**待审文段:**
# # #
图:功能模块和通路网络(海马区,前三个阶段:aging,ND_H,AD_H)
近日,中国科学院北京基因组研究所“百人计划”研究员雷红星开展的“阿尔兹海默症致病机理的系统生物学研究”取得阶段性进展,其研究论文《阿尔兹海默症中的能量代谢下调是神经元在微环境下的一种自我保护机制》(Down-Regulation of Energy Metabolism in Alzheimer's Disease is a Protective Response of Neurons to the Microenvironment)于2011年10月在Journal of Alzheimer's Disease杂志上发表。
该文对于阿尔兹海默症的致病机理进行了系统的研究,基于现有数据及分析结果,提出了一个新的假说,认为AD中能量代谢的下调是神经元在微环境中通过降低营养物质和供氧的等级来进行自我保护的一种特殊机制。进入AD后期,则正是这种较低等级的能量代谢和较高等级的调控和修复压力产生的矛盾,触发了细胞的凋亡。
阿尔兹海默症(Alzheimer's disease, AD)是全球3500万痴呆患者中最主要的发病形式,其中又以迟发型老年痴呆(late-onset AD,LOAD)最为常见。AD的组织病理学特征是细胞外Aβ淀粉样沉淀以及神经元内由tau蛋白引起的神经纤维缠结。自1907年AD被首次描述以来,无数科学家付出了巨大努力,却始终无法准确地解释AD的致病机理。在淀粉样蛋白假说(Amyloid Hypothesis)中,Aβ蛋白聚集被认为是神经元退化、凋亡直至痴呆产生的触发因素,但是AD是如何一步步发展致病的,却仍是一个有待深入研究的问题。在过去的十年里,全基因组基因芯片技术被广泛应用到AD致病机理的研究中,基于功能富集,通路和网络扰动,一些公共芯片数据被反复分析。但是由于大多数的芯片实验都是针对AD后期进行的,这样很难推断出AD的致病机理。
# # #
**所供材料:**

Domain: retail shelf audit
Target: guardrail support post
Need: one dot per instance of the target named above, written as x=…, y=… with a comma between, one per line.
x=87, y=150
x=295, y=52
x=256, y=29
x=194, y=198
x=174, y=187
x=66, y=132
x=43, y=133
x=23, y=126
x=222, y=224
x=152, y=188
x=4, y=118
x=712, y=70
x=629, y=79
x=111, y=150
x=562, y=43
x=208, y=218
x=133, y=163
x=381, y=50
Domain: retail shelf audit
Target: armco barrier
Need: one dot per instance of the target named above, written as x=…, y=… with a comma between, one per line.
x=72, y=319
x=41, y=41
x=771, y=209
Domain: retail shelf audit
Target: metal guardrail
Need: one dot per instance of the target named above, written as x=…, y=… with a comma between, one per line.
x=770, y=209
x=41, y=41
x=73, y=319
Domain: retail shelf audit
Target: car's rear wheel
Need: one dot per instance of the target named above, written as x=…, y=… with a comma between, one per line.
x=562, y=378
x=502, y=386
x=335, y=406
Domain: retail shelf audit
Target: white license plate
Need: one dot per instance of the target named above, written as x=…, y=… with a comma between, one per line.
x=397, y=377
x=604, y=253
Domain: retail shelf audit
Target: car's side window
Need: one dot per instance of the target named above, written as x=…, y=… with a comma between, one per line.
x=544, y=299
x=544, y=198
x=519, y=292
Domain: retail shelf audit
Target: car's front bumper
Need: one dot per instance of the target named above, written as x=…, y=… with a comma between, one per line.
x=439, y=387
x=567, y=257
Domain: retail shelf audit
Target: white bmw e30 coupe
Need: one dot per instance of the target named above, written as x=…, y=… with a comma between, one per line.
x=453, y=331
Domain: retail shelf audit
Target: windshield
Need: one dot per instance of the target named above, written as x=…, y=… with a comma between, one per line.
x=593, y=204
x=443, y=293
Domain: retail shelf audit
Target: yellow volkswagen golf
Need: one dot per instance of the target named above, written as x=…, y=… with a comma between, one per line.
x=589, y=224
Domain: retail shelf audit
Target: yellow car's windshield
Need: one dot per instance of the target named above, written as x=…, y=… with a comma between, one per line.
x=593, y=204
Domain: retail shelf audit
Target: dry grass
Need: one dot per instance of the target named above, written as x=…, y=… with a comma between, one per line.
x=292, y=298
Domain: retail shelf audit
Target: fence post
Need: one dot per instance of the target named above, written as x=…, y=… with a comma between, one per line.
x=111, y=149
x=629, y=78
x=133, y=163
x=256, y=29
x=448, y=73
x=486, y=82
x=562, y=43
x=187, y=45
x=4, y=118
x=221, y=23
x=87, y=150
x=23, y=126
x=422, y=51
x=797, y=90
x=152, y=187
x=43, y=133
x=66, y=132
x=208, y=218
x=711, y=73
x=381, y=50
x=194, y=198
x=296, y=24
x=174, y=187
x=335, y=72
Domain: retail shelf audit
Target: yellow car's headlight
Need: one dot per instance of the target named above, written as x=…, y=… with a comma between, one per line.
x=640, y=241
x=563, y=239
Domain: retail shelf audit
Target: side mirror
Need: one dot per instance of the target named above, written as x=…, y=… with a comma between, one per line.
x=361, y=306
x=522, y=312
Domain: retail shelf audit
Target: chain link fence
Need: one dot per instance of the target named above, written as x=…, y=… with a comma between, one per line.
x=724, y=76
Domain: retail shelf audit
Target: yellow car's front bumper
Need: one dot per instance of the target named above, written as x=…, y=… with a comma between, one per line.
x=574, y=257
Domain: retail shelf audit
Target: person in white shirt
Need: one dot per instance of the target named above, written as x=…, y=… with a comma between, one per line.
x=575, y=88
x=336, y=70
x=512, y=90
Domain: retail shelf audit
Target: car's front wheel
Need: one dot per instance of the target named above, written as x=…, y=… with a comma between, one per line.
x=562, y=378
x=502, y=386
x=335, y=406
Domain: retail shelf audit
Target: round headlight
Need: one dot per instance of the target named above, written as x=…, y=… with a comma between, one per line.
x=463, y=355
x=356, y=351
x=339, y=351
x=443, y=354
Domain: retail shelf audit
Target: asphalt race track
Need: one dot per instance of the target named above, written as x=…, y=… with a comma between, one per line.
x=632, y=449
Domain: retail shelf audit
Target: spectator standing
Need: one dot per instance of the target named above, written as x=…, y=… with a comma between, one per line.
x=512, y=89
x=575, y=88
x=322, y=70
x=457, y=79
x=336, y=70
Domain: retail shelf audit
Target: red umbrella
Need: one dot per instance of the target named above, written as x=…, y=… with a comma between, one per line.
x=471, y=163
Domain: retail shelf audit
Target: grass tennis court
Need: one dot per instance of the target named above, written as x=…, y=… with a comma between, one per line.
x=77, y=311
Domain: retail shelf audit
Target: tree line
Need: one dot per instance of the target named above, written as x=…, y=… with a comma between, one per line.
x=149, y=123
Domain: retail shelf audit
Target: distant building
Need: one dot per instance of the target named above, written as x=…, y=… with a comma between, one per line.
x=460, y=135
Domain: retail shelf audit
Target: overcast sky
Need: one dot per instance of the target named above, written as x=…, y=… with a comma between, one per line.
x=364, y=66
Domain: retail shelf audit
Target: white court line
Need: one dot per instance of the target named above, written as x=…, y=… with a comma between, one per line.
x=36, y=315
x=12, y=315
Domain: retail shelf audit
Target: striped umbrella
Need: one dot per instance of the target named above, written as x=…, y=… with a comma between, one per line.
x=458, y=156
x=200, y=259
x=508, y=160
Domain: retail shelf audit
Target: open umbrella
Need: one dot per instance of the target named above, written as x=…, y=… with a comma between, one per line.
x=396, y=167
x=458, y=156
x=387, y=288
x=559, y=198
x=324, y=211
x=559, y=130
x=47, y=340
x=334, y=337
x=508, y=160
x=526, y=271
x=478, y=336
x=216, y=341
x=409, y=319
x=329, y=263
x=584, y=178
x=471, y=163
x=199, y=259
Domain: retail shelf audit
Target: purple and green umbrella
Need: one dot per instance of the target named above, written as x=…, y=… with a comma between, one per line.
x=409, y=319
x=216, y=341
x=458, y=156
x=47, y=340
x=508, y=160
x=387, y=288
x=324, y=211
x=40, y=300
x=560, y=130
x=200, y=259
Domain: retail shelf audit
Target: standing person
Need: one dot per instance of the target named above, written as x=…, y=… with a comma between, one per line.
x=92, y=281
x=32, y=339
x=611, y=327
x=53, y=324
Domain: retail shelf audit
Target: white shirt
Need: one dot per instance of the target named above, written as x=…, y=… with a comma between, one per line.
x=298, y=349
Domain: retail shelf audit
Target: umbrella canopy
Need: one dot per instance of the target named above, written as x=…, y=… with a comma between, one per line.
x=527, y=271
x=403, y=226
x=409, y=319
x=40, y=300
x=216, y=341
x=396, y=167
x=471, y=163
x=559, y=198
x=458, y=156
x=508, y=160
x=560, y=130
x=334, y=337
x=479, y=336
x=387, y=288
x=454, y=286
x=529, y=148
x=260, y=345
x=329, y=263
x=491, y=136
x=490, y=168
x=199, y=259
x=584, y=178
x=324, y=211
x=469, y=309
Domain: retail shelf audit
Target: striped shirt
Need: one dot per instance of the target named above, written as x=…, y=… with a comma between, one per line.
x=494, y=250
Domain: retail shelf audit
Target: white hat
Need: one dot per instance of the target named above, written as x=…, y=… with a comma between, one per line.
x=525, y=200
# # #
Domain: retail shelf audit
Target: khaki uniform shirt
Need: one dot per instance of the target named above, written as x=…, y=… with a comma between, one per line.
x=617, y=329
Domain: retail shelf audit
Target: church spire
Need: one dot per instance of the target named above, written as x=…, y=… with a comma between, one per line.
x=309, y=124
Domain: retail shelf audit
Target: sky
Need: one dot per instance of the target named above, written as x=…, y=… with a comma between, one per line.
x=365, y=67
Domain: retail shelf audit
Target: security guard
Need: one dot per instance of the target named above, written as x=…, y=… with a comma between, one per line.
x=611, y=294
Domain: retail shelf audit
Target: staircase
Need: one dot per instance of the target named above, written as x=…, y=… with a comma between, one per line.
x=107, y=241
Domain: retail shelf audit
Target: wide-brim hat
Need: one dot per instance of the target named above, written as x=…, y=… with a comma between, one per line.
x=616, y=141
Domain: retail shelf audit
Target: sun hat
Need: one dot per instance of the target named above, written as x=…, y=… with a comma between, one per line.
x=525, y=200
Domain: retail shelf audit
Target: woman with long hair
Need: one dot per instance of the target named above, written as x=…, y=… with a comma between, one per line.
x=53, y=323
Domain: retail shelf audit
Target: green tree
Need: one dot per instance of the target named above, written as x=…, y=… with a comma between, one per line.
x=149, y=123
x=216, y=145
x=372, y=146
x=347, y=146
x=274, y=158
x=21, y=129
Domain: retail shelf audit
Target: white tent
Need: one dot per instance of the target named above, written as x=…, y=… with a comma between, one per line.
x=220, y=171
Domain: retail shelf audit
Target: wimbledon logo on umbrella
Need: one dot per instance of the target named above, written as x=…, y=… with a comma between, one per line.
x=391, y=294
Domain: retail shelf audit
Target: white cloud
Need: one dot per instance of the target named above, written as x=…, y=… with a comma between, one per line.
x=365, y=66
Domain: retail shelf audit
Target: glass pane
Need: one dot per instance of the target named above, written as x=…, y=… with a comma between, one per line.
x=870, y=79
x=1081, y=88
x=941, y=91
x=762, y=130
# # #
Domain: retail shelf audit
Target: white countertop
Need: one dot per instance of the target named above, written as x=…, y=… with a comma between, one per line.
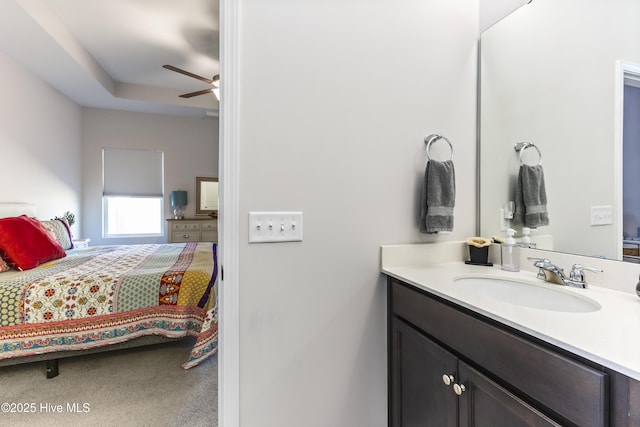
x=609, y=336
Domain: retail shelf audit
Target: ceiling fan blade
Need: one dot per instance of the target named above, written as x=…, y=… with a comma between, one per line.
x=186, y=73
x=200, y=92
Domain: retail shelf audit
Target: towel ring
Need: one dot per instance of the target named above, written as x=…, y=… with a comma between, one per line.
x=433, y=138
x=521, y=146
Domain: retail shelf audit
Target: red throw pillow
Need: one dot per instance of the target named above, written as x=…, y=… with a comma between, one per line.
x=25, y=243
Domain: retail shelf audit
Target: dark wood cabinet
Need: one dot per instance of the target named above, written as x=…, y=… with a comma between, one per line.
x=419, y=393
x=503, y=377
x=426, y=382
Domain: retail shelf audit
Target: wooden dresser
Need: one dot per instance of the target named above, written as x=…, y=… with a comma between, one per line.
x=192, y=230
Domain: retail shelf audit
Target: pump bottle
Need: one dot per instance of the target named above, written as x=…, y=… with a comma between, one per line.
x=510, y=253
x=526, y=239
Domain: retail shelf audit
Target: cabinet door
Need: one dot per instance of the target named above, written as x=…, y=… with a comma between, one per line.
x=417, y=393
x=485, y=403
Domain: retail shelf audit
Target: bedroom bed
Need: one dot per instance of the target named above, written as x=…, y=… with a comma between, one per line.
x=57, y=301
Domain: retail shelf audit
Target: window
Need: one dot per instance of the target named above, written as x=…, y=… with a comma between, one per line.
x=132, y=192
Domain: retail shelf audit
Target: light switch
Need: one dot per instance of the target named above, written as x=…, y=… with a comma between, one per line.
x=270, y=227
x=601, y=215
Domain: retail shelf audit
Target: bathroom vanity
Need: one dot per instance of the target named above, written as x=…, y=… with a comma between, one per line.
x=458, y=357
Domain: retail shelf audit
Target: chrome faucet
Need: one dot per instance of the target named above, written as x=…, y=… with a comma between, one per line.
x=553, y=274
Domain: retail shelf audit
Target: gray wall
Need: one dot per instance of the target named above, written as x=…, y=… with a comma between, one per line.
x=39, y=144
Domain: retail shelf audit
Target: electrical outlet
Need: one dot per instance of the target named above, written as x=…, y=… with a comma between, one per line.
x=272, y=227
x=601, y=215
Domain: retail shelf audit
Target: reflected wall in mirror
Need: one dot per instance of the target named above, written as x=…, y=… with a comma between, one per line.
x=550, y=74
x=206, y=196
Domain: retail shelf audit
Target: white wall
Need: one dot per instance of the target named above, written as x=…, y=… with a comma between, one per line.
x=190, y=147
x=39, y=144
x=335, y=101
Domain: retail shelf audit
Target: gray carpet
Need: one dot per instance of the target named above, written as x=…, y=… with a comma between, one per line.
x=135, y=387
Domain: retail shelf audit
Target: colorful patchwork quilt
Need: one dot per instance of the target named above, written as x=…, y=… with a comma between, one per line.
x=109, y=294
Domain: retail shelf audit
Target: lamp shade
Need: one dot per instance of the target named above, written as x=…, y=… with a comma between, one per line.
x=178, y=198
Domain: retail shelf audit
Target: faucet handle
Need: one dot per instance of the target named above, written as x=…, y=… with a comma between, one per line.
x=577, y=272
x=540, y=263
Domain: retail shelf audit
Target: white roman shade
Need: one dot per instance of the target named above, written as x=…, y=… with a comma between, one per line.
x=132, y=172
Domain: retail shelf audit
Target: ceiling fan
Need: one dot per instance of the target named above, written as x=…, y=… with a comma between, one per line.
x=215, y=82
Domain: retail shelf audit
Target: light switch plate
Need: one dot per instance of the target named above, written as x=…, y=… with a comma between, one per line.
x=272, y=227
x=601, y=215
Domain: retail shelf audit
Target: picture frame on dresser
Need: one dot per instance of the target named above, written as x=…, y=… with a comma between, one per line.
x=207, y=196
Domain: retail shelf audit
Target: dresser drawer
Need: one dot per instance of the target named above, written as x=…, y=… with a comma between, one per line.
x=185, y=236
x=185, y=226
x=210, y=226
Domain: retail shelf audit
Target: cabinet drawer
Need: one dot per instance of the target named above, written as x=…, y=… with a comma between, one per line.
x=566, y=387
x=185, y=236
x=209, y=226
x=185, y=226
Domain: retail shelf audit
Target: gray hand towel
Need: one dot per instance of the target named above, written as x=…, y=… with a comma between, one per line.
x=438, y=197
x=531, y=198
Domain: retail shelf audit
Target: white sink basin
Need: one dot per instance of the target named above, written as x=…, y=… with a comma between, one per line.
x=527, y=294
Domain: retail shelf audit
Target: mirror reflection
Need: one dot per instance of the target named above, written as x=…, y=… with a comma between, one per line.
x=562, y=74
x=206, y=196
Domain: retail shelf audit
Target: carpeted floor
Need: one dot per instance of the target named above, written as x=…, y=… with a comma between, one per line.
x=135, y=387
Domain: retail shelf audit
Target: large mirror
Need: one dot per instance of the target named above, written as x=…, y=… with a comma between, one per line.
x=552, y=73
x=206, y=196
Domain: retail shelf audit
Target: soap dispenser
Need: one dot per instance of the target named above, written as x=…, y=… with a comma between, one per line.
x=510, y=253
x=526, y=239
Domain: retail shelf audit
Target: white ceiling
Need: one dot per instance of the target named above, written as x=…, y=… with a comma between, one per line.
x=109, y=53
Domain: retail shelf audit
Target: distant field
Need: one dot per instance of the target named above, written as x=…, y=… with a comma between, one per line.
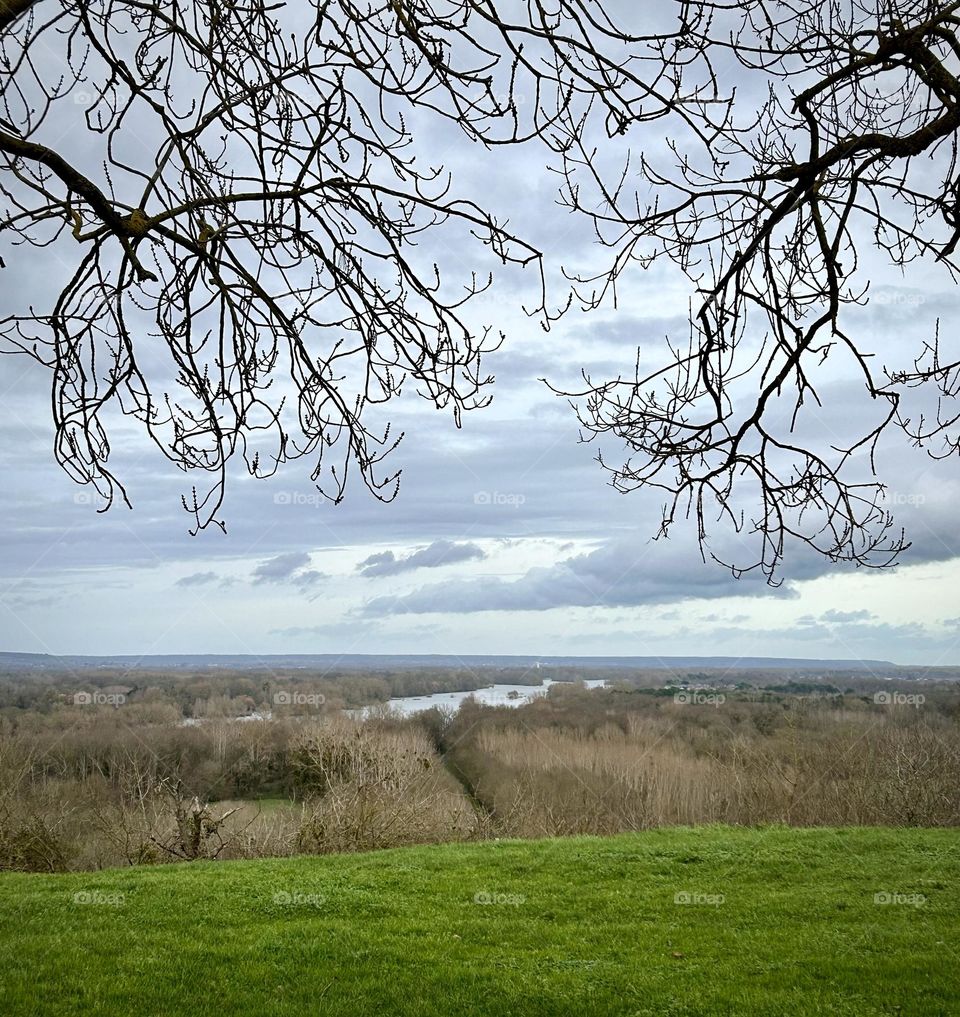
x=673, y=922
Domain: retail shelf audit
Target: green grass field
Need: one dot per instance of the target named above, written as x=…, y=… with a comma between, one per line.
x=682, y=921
# # #
**待办事项:**
**a)** 根据阿尔兹海默症研究文段，判断下列说法是否与其相符。每项回答"是"或"否"，并原样引用文段中起决定作用的词句。(i) 该论文于2011年10月发表在Journal of Alzheimer's Disease杂志上。(ii) 迟发型老年痴呆是AD中最常见的形式。(iii) 大多数芯片实验是针对AD早期进行的。
**b)** 阿尔兹海默症研究文段提到，公共芯片数据虽被反复分析，却很难据此推断出AD的致病机理。请根据文段说明原因，篇幅为一到三句。
**c)** 从阿尔兹海默症研究文段的最后一句之后接着续写。
上面的各行是另附的材料，与阿尔兹海默症研究文段互不相干。

**各题答案:**
**a)**
(i) 是："于2011年10月在Journal of Alzheimer's Disease杂志上发表"
(ii) 是："其中又以迟发型老年痴呆(late-onset AD,LOAD)最为常见"
(iii) 否："大多数的芯片实验都是针对AD后期进行的"

**b)** 大多数芯片实验都是针对AD后期进行的。因此，虽然这些数据基于功能富集、通路和网络扰动被反复分析，也很难从中推断出AD是如何一步步发展致病的。

**c)**
为了研究AD的进展机制,雷红星研究员及其研究团队对于AD不同疾病阶段的芯片数据进行了全面地收集、过滤以及整合。由于衰老通常被认为是LOAD的主要致病因素,因此,正常衰老的样本被视为AD的前兆阶段进行分析。通过对AD不同阶段芯片数据的整合分析,显示了AD发展进程中细胞机器是如何一步步损坏的。在AD早期,Aβ蛋白聚集会导致生物合成和能量代谢的下调,而随着疾病的发展,会进一步导致信号转导作用的增强。在疾病的晚期,细胞凋亡作用则表现比较显著。通常来说,能量代谢的下调被认为是氧化应激所导致的线粒体损害造成的,然而,对于AD不同疾病阶段的研究,并没有发现氧化应激反应的增强和电子传递链的下调。由此,研究人员提出假设,认为AD中能量代谢的下调是神经元在微环境中通过降低营养物质和供氧的等级来进行自我保护的一种特殊机制。进入AD后期,则正是这种较低等级的能量代谢和较高等级的调控和修复压力产生的矛盾,触发了细胞的凋亡。
这一新的假说对于AD致病机理的研究起到了积极的推动作用,为AD的药物设计也开辟了新的思路。(生物谷Bioon.com)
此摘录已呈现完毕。